▸ **Work to be completed**: Can you swap "Annotation audit" for "Label review" in the stretch of the listing from its start through the line containing "[0, 402, 1024, 768]", and give those lines back with nothing else changed? Leave the pictures out.

▸ **Records for this task**:
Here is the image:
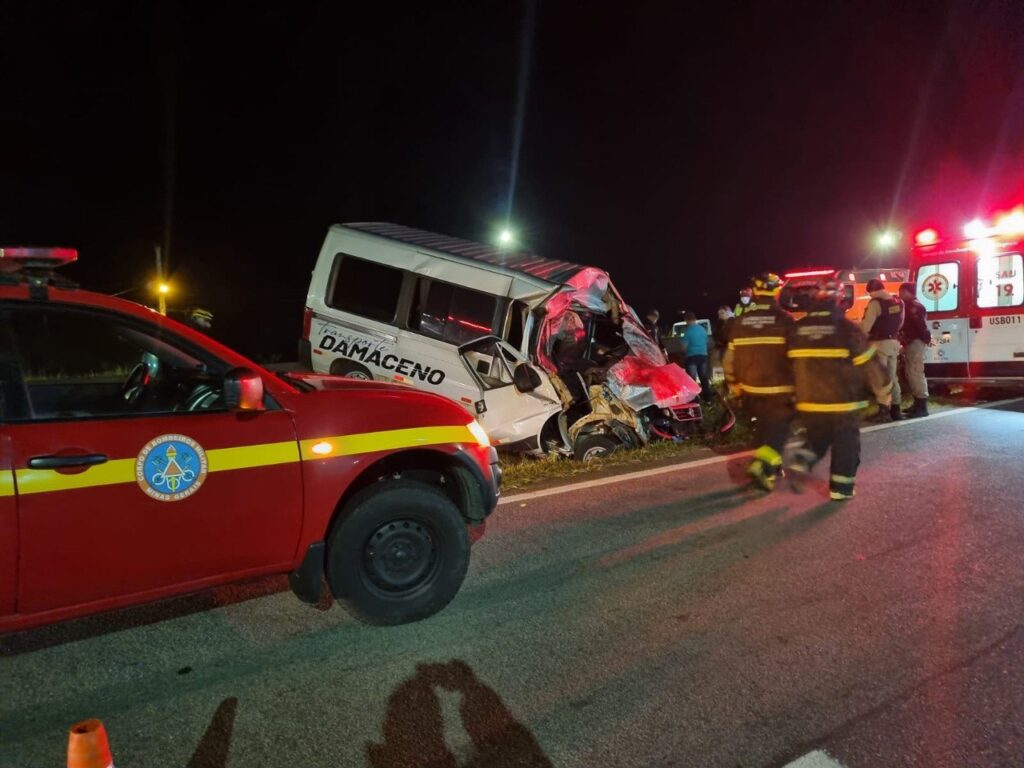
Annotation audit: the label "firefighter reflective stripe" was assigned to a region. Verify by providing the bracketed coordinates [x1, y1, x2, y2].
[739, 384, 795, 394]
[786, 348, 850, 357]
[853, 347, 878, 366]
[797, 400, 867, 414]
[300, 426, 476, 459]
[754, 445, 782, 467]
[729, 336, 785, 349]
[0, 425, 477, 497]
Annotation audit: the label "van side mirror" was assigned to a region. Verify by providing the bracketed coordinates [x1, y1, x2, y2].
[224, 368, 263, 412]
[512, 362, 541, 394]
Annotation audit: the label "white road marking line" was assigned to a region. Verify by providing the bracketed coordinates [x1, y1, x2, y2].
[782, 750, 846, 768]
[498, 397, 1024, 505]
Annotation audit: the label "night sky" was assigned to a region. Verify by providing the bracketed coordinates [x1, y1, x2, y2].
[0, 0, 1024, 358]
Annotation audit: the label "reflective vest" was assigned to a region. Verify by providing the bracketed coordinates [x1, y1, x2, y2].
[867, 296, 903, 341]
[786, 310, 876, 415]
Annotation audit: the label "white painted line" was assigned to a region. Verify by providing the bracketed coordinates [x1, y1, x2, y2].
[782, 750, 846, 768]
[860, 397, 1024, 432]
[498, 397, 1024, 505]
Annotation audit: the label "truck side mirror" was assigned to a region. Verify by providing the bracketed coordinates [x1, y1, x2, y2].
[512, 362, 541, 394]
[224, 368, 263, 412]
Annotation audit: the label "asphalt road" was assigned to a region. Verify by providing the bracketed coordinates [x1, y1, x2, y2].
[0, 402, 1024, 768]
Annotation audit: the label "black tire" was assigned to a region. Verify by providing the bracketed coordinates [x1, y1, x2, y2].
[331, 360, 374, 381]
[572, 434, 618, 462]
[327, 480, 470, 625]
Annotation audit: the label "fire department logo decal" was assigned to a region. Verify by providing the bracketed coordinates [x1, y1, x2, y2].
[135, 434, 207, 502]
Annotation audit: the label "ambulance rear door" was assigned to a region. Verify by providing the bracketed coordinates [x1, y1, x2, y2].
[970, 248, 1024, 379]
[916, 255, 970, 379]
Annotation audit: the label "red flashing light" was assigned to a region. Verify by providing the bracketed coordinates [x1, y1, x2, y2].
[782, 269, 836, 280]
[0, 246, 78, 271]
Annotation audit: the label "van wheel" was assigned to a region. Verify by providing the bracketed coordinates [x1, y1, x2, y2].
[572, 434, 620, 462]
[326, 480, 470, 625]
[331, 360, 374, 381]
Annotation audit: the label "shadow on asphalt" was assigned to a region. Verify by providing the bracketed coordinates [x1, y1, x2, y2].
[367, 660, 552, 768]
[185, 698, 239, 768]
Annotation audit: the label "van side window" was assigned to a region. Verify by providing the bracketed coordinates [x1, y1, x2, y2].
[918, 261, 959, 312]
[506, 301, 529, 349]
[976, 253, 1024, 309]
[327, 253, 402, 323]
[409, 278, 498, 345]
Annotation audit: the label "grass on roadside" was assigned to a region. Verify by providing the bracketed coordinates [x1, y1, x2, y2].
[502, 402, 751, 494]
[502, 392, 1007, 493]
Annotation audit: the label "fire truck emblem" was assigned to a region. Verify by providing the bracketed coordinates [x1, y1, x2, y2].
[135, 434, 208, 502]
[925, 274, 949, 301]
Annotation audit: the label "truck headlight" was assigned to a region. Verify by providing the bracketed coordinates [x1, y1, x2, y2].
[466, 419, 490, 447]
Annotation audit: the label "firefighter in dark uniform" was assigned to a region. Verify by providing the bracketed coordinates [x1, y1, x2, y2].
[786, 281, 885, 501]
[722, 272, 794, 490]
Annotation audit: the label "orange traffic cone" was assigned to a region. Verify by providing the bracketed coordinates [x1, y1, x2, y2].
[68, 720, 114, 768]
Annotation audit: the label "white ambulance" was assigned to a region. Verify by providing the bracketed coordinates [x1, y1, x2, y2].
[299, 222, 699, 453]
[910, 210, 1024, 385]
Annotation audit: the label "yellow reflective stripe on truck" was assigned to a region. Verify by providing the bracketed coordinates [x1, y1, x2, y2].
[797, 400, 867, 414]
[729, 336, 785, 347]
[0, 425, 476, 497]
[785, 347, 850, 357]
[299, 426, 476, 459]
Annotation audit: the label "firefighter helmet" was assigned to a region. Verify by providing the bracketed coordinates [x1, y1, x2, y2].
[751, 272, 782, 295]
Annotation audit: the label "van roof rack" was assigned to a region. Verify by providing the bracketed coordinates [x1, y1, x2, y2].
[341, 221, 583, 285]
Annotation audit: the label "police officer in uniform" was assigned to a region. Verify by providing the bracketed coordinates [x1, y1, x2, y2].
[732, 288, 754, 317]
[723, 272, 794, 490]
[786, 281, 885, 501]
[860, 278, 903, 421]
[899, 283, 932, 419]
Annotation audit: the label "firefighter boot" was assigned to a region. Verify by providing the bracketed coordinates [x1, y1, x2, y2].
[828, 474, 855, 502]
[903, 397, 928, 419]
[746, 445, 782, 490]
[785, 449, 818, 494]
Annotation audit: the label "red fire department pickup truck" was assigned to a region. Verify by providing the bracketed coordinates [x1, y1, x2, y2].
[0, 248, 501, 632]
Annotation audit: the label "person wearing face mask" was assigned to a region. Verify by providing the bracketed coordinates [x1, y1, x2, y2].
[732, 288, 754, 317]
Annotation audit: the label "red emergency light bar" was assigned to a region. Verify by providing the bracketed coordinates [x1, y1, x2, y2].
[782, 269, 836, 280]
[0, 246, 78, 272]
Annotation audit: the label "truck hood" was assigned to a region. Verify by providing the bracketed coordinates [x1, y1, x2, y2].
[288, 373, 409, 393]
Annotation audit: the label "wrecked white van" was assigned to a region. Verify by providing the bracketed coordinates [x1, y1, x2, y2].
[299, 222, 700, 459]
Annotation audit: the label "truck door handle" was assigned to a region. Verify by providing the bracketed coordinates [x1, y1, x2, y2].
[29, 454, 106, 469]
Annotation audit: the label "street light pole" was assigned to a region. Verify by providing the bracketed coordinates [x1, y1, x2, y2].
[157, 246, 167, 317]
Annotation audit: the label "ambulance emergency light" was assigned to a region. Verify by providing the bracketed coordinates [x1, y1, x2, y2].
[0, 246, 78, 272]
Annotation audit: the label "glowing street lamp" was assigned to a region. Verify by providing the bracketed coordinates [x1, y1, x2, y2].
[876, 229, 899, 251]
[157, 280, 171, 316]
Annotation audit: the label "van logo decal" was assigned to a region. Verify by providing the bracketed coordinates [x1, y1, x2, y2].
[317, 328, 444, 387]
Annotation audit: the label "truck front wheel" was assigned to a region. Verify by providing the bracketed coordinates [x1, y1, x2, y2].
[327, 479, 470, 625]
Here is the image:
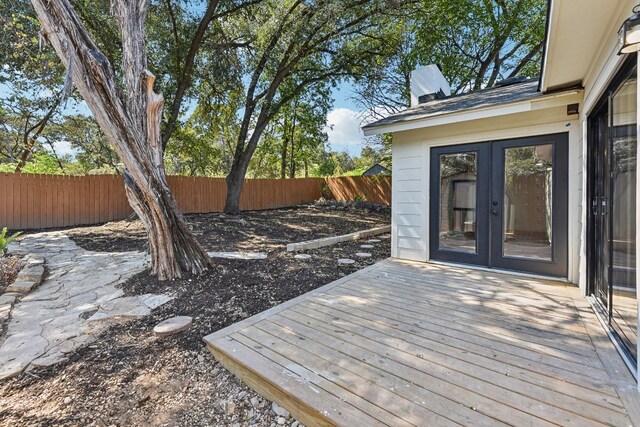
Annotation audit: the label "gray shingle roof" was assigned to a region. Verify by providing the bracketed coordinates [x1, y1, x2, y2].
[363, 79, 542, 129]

▸ **Task answer**:
Here is the image:
Label review: the label "firefighter reflective stripe" was assigned to a region. Verify by providing the bracketed coordinates [x1, y1, x2, y2].
[739, 384, 795, 394]
[786, 348, 850, 357]
[853, 347, 878, 366]
[797, 400, 867, 414]
[300, 426, 476, 459]
[754, 445, 782, 467]
[729, 336, 785, 349]
[0, 425, 477, 497]
Label review: the label "van side mirror" was assigned to a region. Verify by providing the bracketed coordinates [x1, y1, x2, y2].
[224, 368, 263, 412]
[512, 362, 541, 394]
Label review: the label "white road marking line" was assigned to a region. Verify by providing the bracketed coordinates [x1, y1, x2, y2].
[782, 750, 846, 768]
[498, 397, 1024, 505]
Label review: the label "night sky" was assigned to a region. Verify by providing the bracketed coordinates [x1, y1, x2, y2].
[0, 0, 1024, 358]
Label review: the label "reflective vest" was assigned to a region. Verify by providing the bracketed coordinates [x1, y1, x2, y2].
[867, 296, 903, 341]
[786, 310, 876, 415]
Label review: the label "white painted line" was assigned to a region. Verify by providing the bracketed coordinates [x1, y1, x2, y2].
[782, 750, 846, 768]
[860, 397, 1024, 432]
[498, 397, 1024, 505]
Label review: the label "truck side mirror" was assigned to a region. Verify by providing the bracketed coordinates [x1, y1, x2, y2].
[512, 362, 541, 394]
[224, 368, 263, 412]
Label review: the label "asphalt road" was assigned to a region. Verify by providing the bracketed coordinates [x1, y1, x2, y2].
[0, 402, 1024, 768]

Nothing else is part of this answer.